Problem description: Please return the whole listing, character for character.

Input records:

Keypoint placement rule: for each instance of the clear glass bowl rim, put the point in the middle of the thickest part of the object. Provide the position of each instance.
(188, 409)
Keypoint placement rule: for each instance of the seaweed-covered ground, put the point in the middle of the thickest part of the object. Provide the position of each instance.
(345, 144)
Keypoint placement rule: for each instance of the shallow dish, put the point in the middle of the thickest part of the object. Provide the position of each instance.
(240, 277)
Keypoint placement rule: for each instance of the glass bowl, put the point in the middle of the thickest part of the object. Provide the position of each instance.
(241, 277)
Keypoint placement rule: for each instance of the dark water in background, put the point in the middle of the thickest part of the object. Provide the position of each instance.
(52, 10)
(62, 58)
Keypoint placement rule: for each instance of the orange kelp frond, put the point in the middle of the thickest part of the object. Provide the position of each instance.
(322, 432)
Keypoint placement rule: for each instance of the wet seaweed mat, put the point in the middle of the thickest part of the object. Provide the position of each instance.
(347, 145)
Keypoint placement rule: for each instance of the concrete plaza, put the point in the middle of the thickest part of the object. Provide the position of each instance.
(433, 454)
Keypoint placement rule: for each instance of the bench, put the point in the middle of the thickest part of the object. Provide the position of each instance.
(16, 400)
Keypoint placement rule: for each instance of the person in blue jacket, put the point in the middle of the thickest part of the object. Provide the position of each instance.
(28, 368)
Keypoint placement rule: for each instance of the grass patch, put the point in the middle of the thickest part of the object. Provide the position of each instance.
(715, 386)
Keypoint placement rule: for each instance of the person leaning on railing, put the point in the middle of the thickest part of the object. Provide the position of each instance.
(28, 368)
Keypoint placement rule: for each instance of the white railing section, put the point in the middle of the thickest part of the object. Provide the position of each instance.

Output for this exercise:
Keypoint placement rule: for each instance of the clear glass bowl rim, put the point in the middle of the thickest part of the object. Provide the position of each instance.
(188, 409)
Keypoint placement rule: for each instance of the seaweed-covered ground, put the point in the middle of the thickest part of the object. Provide the position of each instance.
(345, 144)
Keypoint placement rule: for each instance of the shallow dish, put the point in the middle of the thickest part of the object. Provide the position of each instance.
(240, 277)
Keypoint placement rule: for each instance of the glass bowl, put the point in the middle of the thickest part of the object. Provide the position of each instance.
(241, 277)
Keypoint placement rule: for each instance of the dark water in background, put the point in the middle of the thickest part of the object. Provide the position of each instance.
(52, 10)
(62, 58)
Keypoint placement rule: for each instance of the orange kelp frond, put the point in the middle of the thickest part of the object. Provide the position of each instance.
(322, 432)
Keypoint placement rule: for each instance of the wet seaweed mat, put the point in the middle of the thickest part of the object. Provide the position of each instance.
(347, 145)
Keypoint placement rule: for each instance of the concrete plaza, put the point in the middle of the thickest part of the object. Provide the position of each instance.
(433, 454)
Keypoint placement rule: for each instance of the bench, put the point in the middle of the thickest part of the object. Provide the position of each instance.
(16, 400)
Keypoint placement rule: for each instance of the person in blue jacket, put the point in the middle of the thickest part of the object. Provide the position of each instance.
(28, 368)
Keypoint placement rule: for each instance of the grass patch, put the point in the middle of the thickest part of the object. Provide the position of each instance.
(715, 386)
Keypoint placement rule: for each instance of the person leaning on railing, put the point in the middle of the thickest part of the object. Provide the position of each instance.
(28, 368)
Keypoint placement rule: for each instance of the white railing section, put the point in the middle of the thickest part of the object. Provide the position of each instance.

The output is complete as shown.